= QUESTIONS TO ANSWER =
• 1. In the comments on road accidents and insurance, rewrite the passage starting at "A Thai man bumped" and ending at "just a scratch.", replacing "scratch" with "dent".
• 2. In the comments on road accidents and insurance, how long did the insurance inspector take to arrive after the soengthaew hit the writer's car?
• 3. Continue the comments on road accidents and insurance from where they stop.

= DOCUMENT EXTRACT =
- - - - - - -
Underage driver, no helmet, crossing the lines himself, in a 'impressive' start from the 7/eleven, 50m opposite the driving direction. Long story short: Before the driver, with no alcohol (tested) in the blood, of the car spoke to the insurance, the 'My fault-agrement' was signed by the insurance guy, so that the hospital had a payer. As the guy came in, it was only the question, if he signed his part, or if the insurance had to stop the money flow. There was a strong suggestion from all connected parties, that he did sign it. Plus a 'bit' fine, no one wanted 'facts' on the table.
Insurances can and have to help, Fullstop. As long only few have them, it will not change.
November 9, 2013 02:27
Cams are very popular in other parts of the world....Insurance fraud is so rife in Russia that most people now have cams installed. Is it any wonder the only real footage of the meteor which came down in Russia earlier this year was from these such cams. Google glass is the next step with future uprgades promising to have an always on video cache which will allow for a 60 second rewind whenever you desire.....can you just imagine the news bulletins of the future where virtually all events are captured......
November 9, 2013 05:11
My experiences differ from yours. I've been involved in a few fender benders, none of them my fault.
A Thai man bumped into my car from behind, we stopped and he admitted fault. Paid up 1/3 of real expense but I was ok with it since it was just a scratch.
Another time I was sideswiped by a young Thai guy and we stopped. While I went for my paperwork, he fled the scene. I gave chase and called the police at the same time. They were not interested. I managed to catch up with him many times but had no means to detain him. Took video and went to the police. They gave me the details on that license plate, enabling me to identify them. They were helpful but I never bothered to pursue it further.
A soengthaew hit me and we stopped. He did not want to admit guilt so I called my insurance. Despite it being 6.20am, the inspector was there in 25min. He told the driver in no uncertain terms it's either pay up Bt 3500 or it will be claimed on his insurance. He paid up.
- - - - - - -
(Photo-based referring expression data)
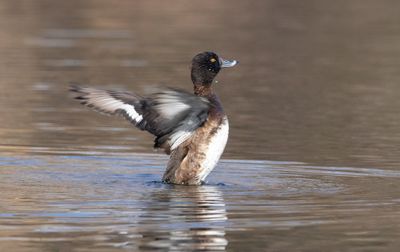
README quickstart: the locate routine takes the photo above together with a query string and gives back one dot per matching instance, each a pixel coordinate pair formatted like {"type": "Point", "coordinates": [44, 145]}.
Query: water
{"type": "Point", "coordinates": [312, 163]}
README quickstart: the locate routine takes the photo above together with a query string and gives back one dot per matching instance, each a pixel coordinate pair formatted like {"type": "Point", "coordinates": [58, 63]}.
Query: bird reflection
{"type": "Point", "coordinates": [184, 218]}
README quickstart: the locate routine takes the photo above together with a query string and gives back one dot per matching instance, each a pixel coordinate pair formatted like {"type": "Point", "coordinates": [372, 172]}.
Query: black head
{"type": "Point", "coordinates": [206, 65]}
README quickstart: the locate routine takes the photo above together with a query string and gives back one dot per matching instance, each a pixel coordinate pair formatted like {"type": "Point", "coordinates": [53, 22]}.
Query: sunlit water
{"type": "Point", "coordinates": [312, 162]}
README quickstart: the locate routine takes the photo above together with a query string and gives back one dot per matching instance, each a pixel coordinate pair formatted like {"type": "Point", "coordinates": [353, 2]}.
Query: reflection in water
{"type": "Point", "coordinates": [194, 215]}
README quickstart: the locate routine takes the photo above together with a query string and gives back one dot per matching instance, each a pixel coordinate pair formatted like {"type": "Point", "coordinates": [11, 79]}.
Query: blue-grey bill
{"type": "Point", "coordinates": [227, 63]}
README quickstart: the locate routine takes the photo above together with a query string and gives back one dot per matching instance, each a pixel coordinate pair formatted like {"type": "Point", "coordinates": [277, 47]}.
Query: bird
{"type": "Point", "coordinates": [190, 127]}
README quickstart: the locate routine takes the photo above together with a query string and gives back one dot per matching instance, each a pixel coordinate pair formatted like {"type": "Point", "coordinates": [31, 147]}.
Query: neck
{"type": "Point", "coordinates": [203, 89]}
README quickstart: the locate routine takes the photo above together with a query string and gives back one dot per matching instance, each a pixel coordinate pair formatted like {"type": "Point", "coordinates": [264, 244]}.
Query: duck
{"type": "Point", "coordinates": [192, 128]}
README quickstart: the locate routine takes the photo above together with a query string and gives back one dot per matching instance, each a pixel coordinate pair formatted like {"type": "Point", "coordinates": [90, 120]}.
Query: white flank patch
{"type": "Point", "coordinates": [130, 110]}
{"type": "Point", "coordinates": [215, 149]}
{"type": "Point", "coordinates": [179, 137]}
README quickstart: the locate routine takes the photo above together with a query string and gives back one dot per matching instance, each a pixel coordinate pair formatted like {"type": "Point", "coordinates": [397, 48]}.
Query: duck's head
{"type": "Point", "coordinates": [206, 65]}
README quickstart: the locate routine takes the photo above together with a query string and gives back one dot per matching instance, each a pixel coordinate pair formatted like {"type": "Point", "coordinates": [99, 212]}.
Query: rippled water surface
{"type": "Point", "coordinates": [312, 162]}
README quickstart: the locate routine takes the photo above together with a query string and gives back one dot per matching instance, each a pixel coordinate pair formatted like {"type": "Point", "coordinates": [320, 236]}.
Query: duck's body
{"type": "Point", "coordinates": [193, 129]}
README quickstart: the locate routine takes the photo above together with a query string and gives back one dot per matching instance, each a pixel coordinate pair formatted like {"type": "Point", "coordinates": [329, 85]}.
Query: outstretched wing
{"type": "Point", "coordinates": [171, 115]}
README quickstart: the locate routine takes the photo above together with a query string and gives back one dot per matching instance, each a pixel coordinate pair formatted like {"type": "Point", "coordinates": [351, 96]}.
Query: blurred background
{"type": "Point", "coordinates": [312, 162]}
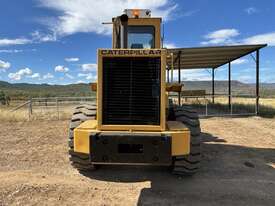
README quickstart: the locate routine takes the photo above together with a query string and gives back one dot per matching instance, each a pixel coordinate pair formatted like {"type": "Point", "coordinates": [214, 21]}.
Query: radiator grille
{"type": "Point", "coordinates": [131, 90]}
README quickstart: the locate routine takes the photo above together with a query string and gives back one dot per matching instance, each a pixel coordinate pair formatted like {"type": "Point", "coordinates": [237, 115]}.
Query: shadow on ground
{"type": "Point", "coordinates": [230, 174]}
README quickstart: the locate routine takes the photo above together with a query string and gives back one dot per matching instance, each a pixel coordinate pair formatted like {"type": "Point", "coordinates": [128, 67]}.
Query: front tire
{"type": "Point", "coordinates": [78, 160]}
{"type": "Point", "coordinates": [188, 165]}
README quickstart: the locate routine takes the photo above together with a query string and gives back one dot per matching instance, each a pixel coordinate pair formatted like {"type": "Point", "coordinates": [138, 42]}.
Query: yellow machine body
{"type": "Point", "coordinates": [178, 132]}
{"type": "Point", "coordinates": [180, 136]}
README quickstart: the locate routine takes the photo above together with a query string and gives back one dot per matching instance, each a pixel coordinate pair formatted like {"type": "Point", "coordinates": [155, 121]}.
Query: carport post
{"type": "Point", "coordinates": [179, 77]}
{"type": "Point", "coordinates": [229, 85]}
{"type": "Point", "coordinates": [213, 85]}
{"type": "Point", "coordinates": [257, 80]}
{"type": "Point", "coordinates": [168, 70]}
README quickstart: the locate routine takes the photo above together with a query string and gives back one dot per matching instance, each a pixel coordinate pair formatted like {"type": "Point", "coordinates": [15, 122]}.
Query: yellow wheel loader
{"type": "Point", "coordinates": [133, 122]}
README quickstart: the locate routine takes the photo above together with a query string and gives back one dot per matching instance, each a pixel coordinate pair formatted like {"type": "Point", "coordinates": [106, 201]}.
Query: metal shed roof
{"type": "Point", "coordinates": [208, 57]}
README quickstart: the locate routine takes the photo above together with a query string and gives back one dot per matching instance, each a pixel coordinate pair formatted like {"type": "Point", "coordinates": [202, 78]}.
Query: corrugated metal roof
{"type": "Point", "coordinates": [208, 57]}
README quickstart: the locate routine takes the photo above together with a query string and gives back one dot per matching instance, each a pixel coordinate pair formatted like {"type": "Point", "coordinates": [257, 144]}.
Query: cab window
{"type": "Point", "coordinates": [141, 37]}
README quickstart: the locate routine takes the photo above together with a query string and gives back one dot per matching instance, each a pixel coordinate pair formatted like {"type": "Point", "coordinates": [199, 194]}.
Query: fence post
{"type": "Point", "coordinates": [57, 107]}
{"type": "Point", "coordinates": [206, 106]}
{"type": "Point", "coordinates": [30, 108]}
{"type": "Point", "coordinates": [231, 105]}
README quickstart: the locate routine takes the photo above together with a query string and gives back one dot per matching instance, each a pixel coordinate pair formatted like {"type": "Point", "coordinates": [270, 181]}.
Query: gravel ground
{"type": "Point", "coordinates": [238, 168]}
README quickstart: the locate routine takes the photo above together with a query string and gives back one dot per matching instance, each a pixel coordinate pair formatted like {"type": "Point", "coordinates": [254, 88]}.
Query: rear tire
{"type": "Point", "coordinates": [78, 160]}
{"type": "Point", "coordinates": [188, 165]}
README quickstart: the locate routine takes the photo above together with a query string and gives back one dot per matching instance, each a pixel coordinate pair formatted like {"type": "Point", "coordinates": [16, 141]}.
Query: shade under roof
{"type": "Point", "coordinates": [208, 57]}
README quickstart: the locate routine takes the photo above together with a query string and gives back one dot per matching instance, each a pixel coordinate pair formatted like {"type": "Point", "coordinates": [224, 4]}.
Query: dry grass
{"type": "Point", "coordinates": [7, 115]}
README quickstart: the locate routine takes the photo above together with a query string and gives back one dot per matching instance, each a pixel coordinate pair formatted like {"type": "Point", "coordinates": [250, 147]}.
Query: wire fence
{"type": "Point", "coordinates": [53, 107]}
{"type": "Point", "coordinates": [206, 106]}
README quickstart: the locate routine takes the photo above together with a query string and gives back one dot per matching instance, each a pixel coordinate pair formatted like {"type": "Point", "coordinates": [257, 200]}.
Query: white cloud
{"type": "Point", "coordinates": [190, 13]}
{"type": "Point", "coordinates": [4, 65]}
{"type": "Point", "coordinates": [35, 76]}
{"type": "Point", "coordinates": [251, 10]}
{"type": "Point", "coordinates": [48, 76]}
{"type": "Point", "coordinates": [37, 36]}
{"type": "Point", "coordinates": [10, 50]}
{"type": "Point", "coordinates": [18, 41]}
{"type": "Point", "coordinates": [61, 68]}
{"type": "Point", "coordinates": [240, 61]}
{"type": "Point", "coordinates": [89, 76]}
{"type": "Point", "coordinates": [69, 76]}
{"type": "Point", "coordinates": [88, 15]}
{"type": "Point", "coordinates": [228, 37]}
{"type": "Point", "coordinates": [267, 38]}
{"type": "Point", "coordinates": [223, 36]}
{"type": "Point", "coordinates": [88, 67]}
{"type": "Point", "coordinates": [20, 74]}
{"type": "Point", "coordinates": [73, 59]}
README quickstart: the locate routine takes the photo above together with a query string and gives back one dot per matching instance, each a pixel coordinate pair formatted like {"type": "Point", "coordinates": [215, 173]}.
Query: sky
{"type": "Point", "coordinates": [56, 41]}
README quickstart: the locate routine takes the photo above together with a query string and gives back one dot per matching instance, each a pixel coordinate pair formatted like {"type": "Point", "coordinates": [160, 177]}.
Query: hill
{"type": "Point", "coordinates": [25, 90]}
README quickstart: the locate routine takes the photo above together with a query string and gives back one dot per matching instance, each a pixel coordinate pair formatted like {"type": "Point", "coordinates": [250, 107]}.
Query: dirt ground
{"type": "Point", "coordinates": [238, 168]}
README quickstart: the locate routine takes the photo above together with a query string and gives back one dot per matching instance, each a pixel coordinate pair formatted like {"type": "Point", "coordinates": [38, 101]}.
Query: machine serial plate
{"type": "Point", "coordinates": [137, 149]}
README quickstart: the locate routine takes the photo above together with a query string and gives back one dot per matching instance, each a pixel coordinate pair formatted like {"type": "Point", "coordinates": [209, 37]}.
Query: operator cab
{"type": "Point", "coordinates": [135, 29]}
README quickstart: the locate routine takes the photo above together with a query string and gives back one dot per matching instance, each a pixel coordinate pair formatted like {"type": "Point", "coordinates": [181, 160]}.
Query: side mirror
{"type": "Point", "coordinates": [94, 87]}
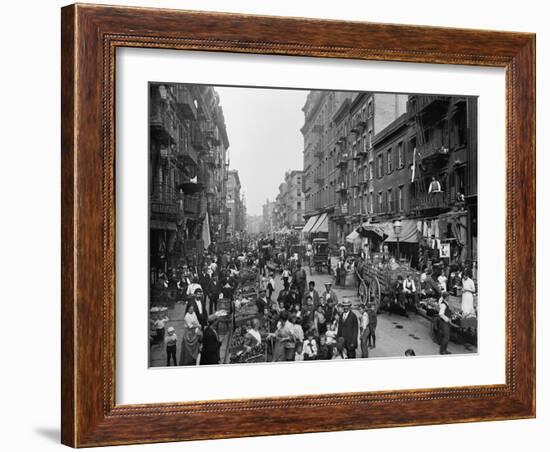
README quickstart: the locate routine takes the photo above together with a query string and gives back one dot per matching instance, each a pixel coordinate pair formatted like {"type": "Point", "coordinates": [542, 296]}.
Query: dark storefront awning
{"type": "Point", "coordinates": [409, 232]}
{"type": "Point", "coordinates": [372, 231]}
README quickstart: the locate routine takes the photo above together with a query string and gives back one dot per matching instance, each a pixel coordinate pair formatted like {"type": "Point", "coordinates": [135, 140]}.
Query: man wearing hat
{"type": "Point", "coordinates": [329, 294]}
{"type": "Point", "coordinates": [200, 307]}
{"type": "Point", "coordinates": [348, 328]}
{"type": "Point", "coordinates": [261, 302]}
{"type": "Point", "coordinates": [210, 353]}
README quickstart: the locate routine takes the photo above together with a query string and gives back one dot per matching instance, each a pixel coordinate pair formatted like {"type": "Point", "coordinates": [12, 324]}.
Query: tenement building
{"type": "Point", "coordinates": [235, 205]}
{"type": "Point", "coordinates": [290, 202]}
{"type": "Point", "coordinates": [339, 132]}
{"type": "Point", "coordinates": [425, 177]}
{"type": "Point", "coordinates": [187, 152]}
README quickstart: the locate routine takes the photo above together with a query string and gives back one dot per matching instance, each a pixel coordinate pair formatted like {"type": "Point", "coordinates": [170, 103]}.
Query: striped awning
{"type": "Point", "coordinates": [310, 223]}
{"type": "Point", "coordinates": [322, 224]}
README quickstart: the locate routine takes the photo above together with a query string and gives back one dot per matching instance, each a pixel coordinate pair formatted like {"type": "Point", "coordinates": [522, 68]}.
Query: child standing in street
{"type": "Point", "coordinates": [171, 341]}
{"type": "Point", "coordinates": [373, 322]}
{"type": "Point", "coordinates": [159, 327]}
{"type": "Point", "coordinates": [364, 331]}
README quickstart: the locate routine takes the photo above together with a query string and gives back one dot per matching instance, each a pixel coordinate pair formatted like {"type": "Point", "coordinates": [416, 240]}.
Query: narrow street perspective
{"type": "Point", "coordinates": [292, 225]}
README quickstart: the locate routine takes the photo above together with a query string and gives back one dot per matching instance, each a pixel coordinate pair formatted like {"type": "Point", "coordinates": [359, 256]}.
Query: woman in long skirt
{"type": "Point", "coordinates": [468, 290]}
{"type": "Point", "coordinates": [190, 344]}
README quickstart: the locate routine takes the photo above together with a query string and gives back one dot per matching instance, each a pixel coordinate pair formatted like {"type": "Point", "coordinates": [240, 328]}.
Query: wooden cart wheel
{"type": "Point", "coordinates": [434, 330]}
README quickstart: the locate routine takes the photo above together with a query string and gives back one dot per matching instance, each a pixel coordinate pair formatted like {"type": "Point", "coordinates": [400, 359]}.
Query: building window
{"type": "Point", "coordinates": [380, 165]}
{"type": "Point", "coordinates": [371, 202]}
{"type": "Point", "coordinates": [400, 155]}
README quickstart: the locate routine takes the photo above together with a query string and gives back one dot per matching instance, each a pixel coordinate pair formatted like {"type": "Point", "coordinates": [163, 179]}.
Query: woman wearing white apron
{"type": "Point", "coordinates": [468, 290]}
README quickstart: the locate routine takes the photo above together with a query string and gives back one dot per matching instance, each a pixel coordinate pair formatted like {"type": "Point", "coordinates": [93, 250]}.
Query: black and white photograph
{"type": "Point", "coordinates": [302, 225]}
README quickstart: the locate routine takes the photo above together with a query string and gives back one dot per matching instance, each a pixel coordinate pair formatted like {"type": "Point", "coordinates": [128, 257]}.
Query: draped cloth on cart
{"type": "Point", "coordinates": [409, 232]}
{"type": "Point", "coordinates": [372, 231]}
{"type": "Point", "coordinates": [353, 237]}
{"type": "Point", "coordinates": [310, 223]}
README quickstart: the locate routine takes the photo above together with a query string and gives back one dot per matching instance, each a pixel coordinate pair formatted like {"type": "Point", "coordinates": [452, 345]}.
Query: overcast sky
{"type": "Point", "coordinates": [263, 126]}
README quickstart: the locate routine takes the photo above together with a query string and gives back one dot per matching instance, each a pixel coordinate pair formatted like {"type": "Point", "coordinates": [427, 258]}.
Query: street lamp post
{"type": "Point", "coordinates": [397, 227]}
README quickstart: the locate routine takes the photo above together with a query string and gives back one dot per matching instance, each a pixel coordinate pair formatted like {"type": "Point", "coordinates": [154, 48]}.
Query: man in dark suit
{"type": "Point", "coordinates": [261, 302]}
{"type": "Point", "coordinates": [313, 294]}
{"type": "Point", "coordinates": [214, 294]}
{"type": "Point", "coordinates": [348, 329]}
{"type": "Point", "coordinates": [299, 279]}
{"type": "Point", "coordinates": [210, 353]}
{"type": "Point", "coordinates": [200, 307]}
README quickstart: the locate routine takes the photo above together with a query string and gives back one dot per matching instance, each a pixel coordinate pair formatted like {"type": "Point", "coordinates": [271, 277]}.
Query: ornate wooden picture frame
- - - - - - -
= REPLIES =
• 1.
A Thai man bumped into my car from behind, we stopped and he admitted fault. Paid up 1/3 of real expense but I was ok with it since it was just a dent.

• 2. 25 minutes

• 3.
Another Thai man hit me and this started to threaten me with his powerful police friends. I took a picture of his car, the damaged parts, him and told him I'm not a stupid tourist he can intimidate. I went back in my car and called my insurance. He was calling his "boys". They both arrived around the same time and when the "boys" saw the inspector, they never even engaged him. The driver admitted guilt in writing and I was given a repair "voucher" and list of shops I can use to get my car fixed. All done in about 45min total.
A Thai teenager on a bike hits me from behind when I slow down and indicate I'm pulling in to park. He got very agitated and had around 15 friends with him. I calmly said it's your fault and I don't want anything from you but he insisted I pay for his broken mirror etc. An elderly Thai man who did not even see the incident encouraged him to fleece the Farang, obviously not knowing I can speak Thai.
I called the inspector and the kid called the dad of his friend. Both came and immediately determined I was not at fault. I said I was sorry to trouble them but the kid was getting very rude and aggressive so I had no choice. They both lambasted the kid in front of me and made him wai and apologize. Hands shaken and case closed.
If I'm found to be guilty, my insurance company has to pay. It would be counterproductive for them to try to coerce me to admit guilt.
I'm not saying what you said is not true, it just doesn't make any sense.
Then again this is not exactly the bastion of logic so who knows.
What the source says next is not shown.